Exercise details: Omit the pictures and copy the entries exactly.

*** Begin section ***

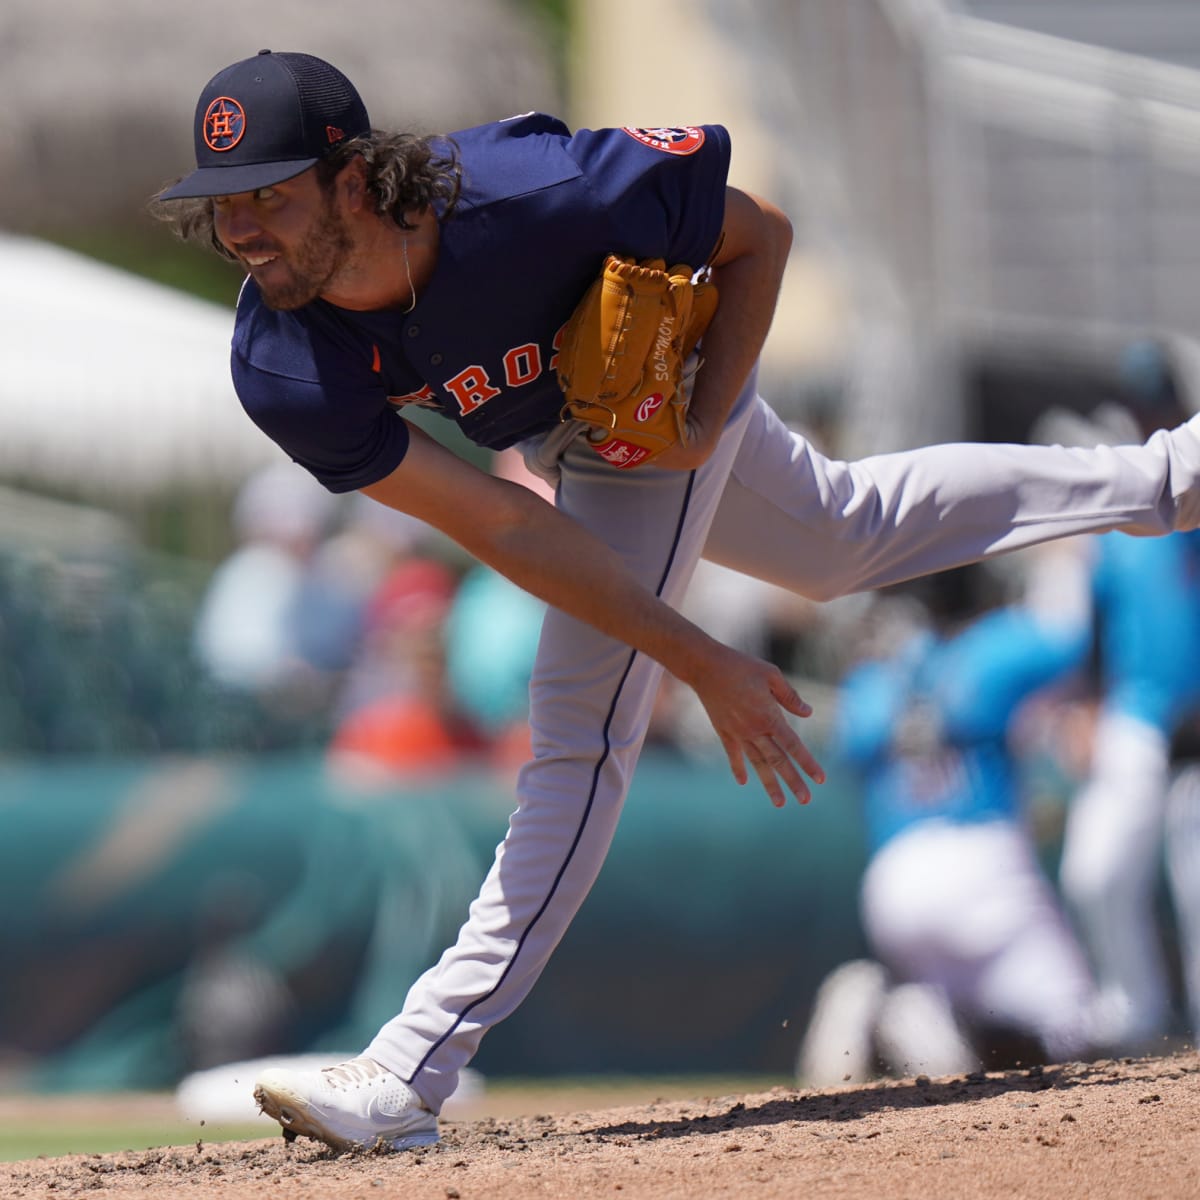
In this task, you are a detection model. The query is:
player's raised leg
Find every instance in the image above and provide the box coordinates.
[703,398,1200,599]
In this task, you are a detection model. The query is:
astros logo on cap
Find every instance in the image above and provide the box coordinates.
[203,97,247,152]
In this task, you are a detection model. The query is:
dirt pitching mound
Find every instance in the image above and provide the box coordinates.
[4,1053,1199,1199]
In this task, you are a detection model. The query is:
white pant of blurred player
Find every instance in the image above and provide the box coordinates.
[1059,710,1172,1054]
[799,820,1097,1085]
[1164,762,1200,1044]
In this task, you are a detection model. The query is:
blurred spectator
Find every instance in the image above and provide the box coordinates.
[798,553,1098,1085]
[1057,341,1200,1055]
[443,566,544,768]
[295,493,449,682]
[328,558,490,783]
[193,461,338,693]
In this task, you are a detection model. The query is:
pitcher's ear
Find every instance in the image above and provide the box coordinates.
[337,154,369,210]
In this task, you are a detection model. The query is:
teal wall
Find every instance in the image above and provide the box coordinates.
[1,748,867,1090]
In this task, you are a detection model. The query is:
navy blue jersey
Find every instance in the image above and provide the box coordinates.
[231,115,731,492]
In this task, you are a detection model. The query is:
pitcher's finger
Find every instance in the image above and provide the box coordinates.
[769,673,813,719]
[720,733,749,787]
[776,725,825,785]
[752,737,812,806]
[745,743,786,808]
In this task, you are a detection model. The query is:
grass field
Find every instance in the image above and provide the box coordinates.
[0,1074,789,1163]
[0,1119,270,1162]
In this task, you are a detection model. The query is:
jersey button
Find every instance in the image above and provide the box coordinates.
[430,353,443,365]
[406,324,420,337]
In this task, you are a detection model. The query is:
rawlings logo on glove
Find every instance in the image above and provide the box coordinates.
[636,393,666,422]
[556,255,718,469]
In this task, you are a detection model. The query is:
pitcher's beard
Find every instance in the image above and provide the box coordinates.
[255,203,354,311]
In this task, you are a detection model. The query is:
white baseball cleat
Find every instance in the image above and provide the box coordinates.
[254,1056,439,1152]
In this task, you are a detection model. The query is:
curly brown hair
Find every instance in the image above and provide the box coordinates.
[149,130,462,261]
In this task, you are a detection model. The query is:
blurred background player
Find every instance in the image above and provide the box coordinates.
[1163,729,1200,1047]
[1057,342,1200,1055]
[798,552,1099,1084]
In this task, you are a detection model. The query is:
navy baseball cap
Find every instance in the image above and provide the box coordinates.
[160,50,371,199]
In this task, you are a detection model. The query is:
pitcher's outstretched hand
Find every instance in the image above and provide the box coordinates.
[689,644,825,807]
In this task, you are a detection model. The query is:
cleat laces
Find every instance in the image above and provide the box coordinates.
[321,1057,389,1089]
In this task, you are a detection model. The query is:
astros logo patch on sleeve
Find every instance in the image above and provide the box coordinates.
[622,127,706,155]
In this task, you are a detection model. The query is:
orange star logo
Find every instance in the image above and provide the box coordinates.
[203,97,247,152]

*** End section ***

Output below:
In this task, you are a detection model. The query is:
player's raised leg
Find every instance in the image above and provide the box coordinates.
[703,398,1200,599]
In this task, you are a detection model. The query is:
astros logo on cap
Find every instance in the image above and provide the box coordinates.
[203,97,247,152]
In this task, you are a detection model. The query is:
dirt pitching mound
Find every instance in the image above and provide the box coordinates.
[4,1053,1199,1199]
In this task, you are a detection model. The query is:
white pant of blurred player
Find every instance in the image above and provide the box coordinates.
[1059,710,1172,1054]
[799,820,1097,1085]
[1164,762,1200,1044]
In this task, you are a detection model. The query is:
blurred spectator
Find every instance in the image above and provide the box coordinates.
[798,553,1098,1085]
[1057,341,1200,1055]
[443,566,544,768]
[295,493,449,682]
[328,558,490,783]
[193,461,338,693]
In this task, you are a detection model. The query is:
pitcher's ear
Find every instance in the image above and provide the box coordinates.
[337,154,369,210]
In this task, you are a detection model. The query is:
teal wall
Find every instance in the image above and provide the box coordinates.
[1,748,867,1090]
In this task, you are a detection model. The query is:
navy blue jersey
Find every instance in the image above and provide the box coordinates.
[231,115,731,492]
In this task, you are a detection model. The query is:
pitcher's finger
Find every instance in the image above and provide the box coordinates.
[769,673,813,719]
[720,733,749,787]
[776,725,825,785]
[752,737,812,806]
[745,743,786,808]
In this task, you are a detection model. The query is:
grass field
Find every instance in the image above and provide the box coordinates.
[0,1074,789,1163]
[0,1119,270,1162]
In this task, you are a detection model. The query is:
jersey button
Find every instance in the image above and provide the box coordinates.
[430,353,443,365]
[406,324,420,337]
In this task, you are a detection model. The query is:
rawlings logo on glove
Find every instance in the image above and provide the box coordinates.
[636,393,666,422]
[556,255,718,469]
In this task, you are a detection model. The query is:
pitcher's beard
Find every instance in the image above and provide the box coordinates.
[255,203,354,311]
In this task, you are a detection model. The query is:
white baseball cleat
Find every instance in the image above and provide the box coordinates.
[254,1056,439,1152]
In this task, you are a detection model. The query is:
curly brown hair
Find every instance in the image above and provide the box coordinates.
[149,130,462,261]
In this task, you are a detection model. The query is:
blurred background player
Find every instance in the image above and provide the box coordinates.
[1163,729,1200,1047]
[1057,342,1200,1055]
[798,552,1099,1084]
In this task, you are a detection model. The query is:
navy baseball cap
Find every instance in the image above and provide the box coordinates.
[160,50,371,199]
In this task, you are a detection model. The query is:
pitcher's outstretched hand
Find every instance in the image above and provide the box coordinates.
[689,644,825,807]
In this task, you are a detection model. The query is:
cleat laces
Find every instance in the image above and provide the box coordinates.
[321,1057,389,1089]
In this task, you are a detection model. The query is:
astros logo patch on sleeve
Find every instance in the image above and provide the box coordinates.
[622,127,706,155]
In this task, you are a detection model. The query is:
orange star logo
Find every instance in the image above and provide the box coordinates.
[203,97,247,152]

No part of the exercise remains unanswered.